*EXTRACT*
The universal embrace was something Mitchell hasn’t always experienced this season.

He said his teammates also have given him a concussion, a broken nose and a sprained ankle.

The strained back he suffered a couple of weeks ago he did without their help. That came while trying a dunk in practice.

The 6-foot-3 sophomore from Fort Wayne has missed eight games this season and played seven minutes or fewer in four others.

He skipped the season opener against South Dakota to bury his grandfather and the rest of the absences have been due to injury.

“You name it,” he said with a grin at the postgame press conference when asked what all he had hurt this season.

In private later, he got more specific.

“At the start of the year I got a concussion in practice when I ran into Rod Davis,” he said of his 6-foot-9, 230-pound teammate.

“Another time in practice I ended up breaking my nose when Mark Hughes went for the steal,” he said of his fellow Raider guard. “I had to wear a mask after that.

“Then I sprained my ankle when I stepped on Mark Hughes’ shoe.

“My strained back, though, that was just me.”

The injuries, the return of veteran players who had been injured last season and the additions of older transfers Mark Alstork and Biggie Minnis have drastically changed Mitchell’s season this year compared to last.

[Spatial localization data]
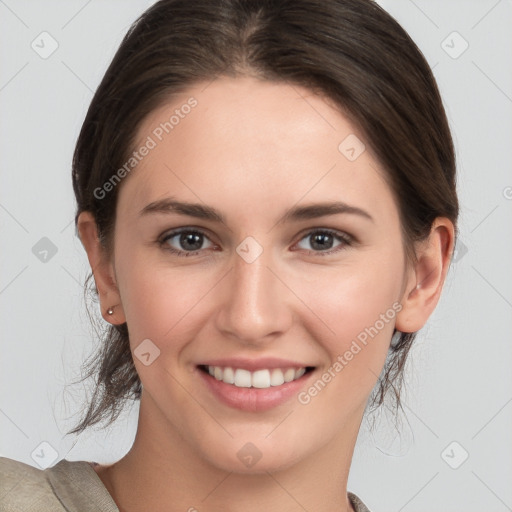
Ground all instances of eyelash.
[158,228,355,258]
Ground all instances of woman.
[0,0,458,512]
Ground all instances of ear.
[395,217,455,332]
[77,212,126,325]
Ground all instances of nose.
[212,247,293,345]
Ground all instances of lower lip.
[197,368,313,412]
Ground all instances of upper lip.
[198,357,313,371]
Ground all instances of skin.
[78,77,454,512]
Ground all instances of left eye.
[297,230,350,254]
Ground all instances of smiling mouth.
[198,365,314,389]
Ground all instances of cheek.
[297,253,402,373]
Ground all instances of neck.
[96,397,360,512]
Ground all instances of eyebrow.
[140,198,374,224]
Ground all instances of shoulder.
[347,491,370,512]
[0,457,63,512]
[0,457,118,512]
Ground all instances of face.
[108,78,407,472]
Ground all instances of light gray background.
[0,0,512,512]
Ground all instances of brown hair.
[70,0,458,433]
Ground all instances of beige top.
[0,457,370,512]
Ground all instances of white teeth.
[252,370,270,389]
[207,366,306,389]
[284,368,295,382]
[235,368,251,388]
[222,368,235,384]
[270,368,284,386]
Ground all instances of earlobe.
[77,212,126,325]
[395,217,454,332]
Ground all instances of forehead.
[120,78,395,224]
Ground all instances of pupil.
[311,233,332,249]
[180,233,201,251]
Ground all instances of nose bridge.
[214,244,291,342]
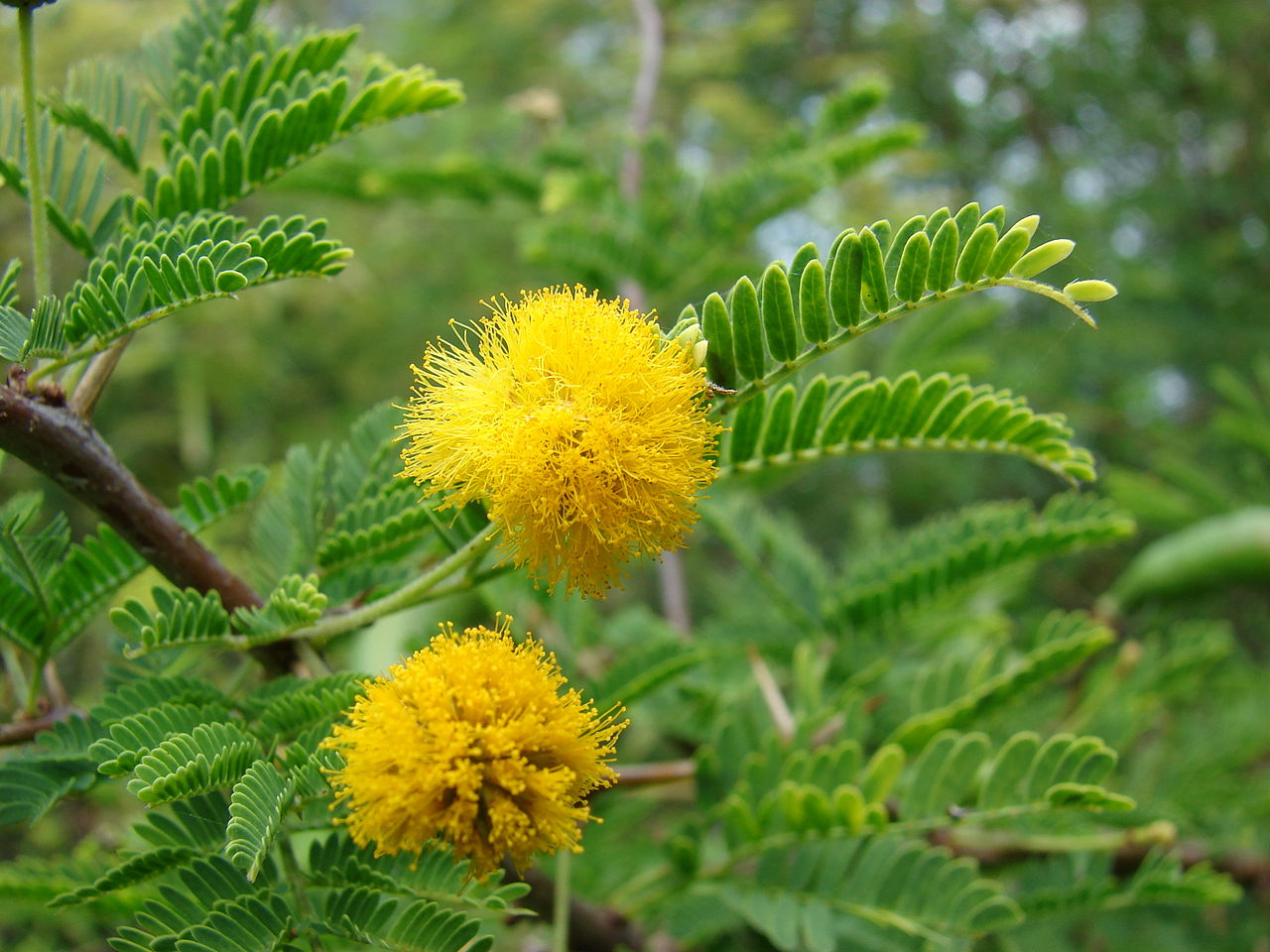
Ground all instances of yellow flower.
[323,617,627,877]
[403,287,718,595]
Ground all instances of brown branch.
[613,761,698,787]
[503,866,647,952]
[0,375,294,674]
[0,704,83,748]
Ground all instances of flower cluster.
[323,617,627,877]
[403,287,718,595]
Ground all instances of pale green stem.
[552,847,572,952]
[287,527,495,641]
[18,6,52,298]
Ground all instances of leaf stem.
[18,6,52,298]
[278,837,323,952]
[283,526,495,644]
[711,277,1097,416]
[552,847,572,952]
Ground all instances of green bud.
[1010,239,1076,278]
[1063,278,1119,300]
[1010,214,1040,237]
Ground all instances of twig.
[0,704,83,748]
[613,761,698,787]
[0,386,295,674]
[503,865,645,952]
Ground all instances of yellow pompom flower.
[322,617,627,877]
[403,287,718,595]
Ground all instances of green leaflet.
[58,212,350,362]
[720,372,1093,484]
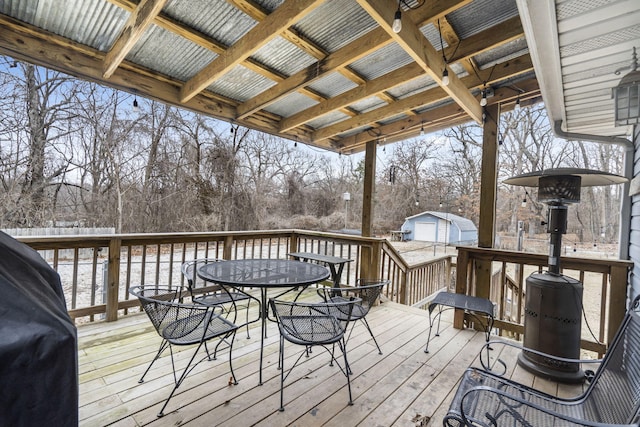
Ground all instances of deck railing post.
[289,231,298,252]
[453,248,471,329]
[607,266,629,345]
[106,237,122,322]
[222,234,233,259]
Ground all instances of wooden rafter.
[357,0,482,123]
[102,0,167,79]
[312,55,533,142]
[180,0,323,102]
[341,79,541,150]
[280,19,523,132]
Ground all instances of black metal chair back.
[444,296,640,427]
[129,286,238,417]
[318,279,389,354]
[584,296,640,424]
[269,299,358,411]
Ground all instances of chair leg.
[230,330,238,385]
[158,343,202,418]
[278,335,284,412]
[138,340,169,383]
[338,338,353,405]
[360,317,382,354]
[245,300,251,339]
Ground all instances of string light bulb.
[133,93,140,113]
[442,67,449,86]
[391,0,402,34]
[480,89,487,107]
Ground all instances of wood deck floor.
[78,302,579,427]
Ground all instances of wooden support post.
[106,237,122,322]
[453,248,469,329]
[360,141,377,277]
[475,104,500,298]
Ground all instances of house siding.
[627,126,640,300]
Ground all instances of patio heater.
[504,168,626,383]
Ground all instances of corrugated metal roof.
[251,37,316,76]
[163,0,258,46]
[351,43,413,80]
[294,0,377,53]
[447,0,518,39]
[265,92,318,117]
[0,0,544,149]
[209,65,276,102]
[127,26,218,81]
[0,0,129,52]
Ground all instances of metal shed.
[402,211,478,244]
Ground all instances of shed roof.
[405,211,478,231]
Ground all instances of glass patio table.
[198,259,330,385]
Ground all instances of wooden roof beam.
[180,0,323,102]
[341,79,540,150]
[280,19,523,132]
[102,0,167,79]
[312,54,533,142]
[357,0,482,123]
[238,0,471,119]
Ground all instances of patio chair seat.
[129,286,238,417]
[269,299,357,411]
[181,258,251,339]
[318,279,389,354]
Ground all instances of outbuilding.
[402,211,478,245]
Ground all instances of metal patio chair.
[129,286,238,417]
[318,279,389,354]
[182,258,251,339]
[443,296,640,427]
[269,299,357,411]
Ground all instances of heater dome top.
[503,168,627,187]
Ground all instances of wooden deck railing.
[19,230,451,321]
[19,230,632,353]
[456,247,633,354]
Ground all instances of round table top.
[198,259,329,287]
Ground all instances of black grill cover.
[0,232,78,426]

*EXERCISES TO COMPLETE*
A. In the article on Mitchell's injuries, how did he break his nose?
B. Continue the article about Mitchell's injury-filled season from where it stops.

*OUTPUTS IN ORDER*
A. He broke it in practice when Mark Hughes went for the steal.

B.
When he came here last year out of Wayne High School in Fort Wayne — where he had been a high-scoring first-team all-state selection who had turned down scholarship offers to Ball State, IUPUI, Loyola and Gardner Webb — he got considerable playing time and even started 12 of 28 games.

“I told all those players who had played a lot of minutes as freshmen that next year the older guys will be back and they’ll be playing,” coach Billy Donlon said.

“The thing is you don’t win with sophomores in this league. That’s very rare.”

He told his younger guys they had to accept their new roles — and what may well be less playing time — and concentrate on winning as a team.

He said Mitchell made that transition as well as could be expected, but “the injuries really took a toll.”

Mitchell has averaged three fewer minutes a game this season compared to last (17 to 14), has scored about two points fewer a game and his shooting accuracy went from 46.9 percent last season to 36.8 this year.

“It’s been difficult, but Coach (Scott) Woods has talked to me and helped me through it,” Mitchell said. “He said to concentrate on the winning and I am. Winning is all that matters.”

It helps that the WSU coaches had gotten the seal of approval from Mitchell’s mentor, former WSU star Vernard Hollins, before he came here.

Over the years Fort Wayne has given Wright State some legendary basketball players.

One — Dr. Alan McGee — was honored Saturday night as part of the 1975-76 team, the school’s first to go to the NCAA Division II tournament. McGee graduated from WSU summa cum laude and now is an orthopedic surgeon in Fort Wayne.

Keion Brooks, another Fort Wayne product, played for the Raiders from 1996-99 and ended up the program’s fourth- leading scorer with 1,766 points.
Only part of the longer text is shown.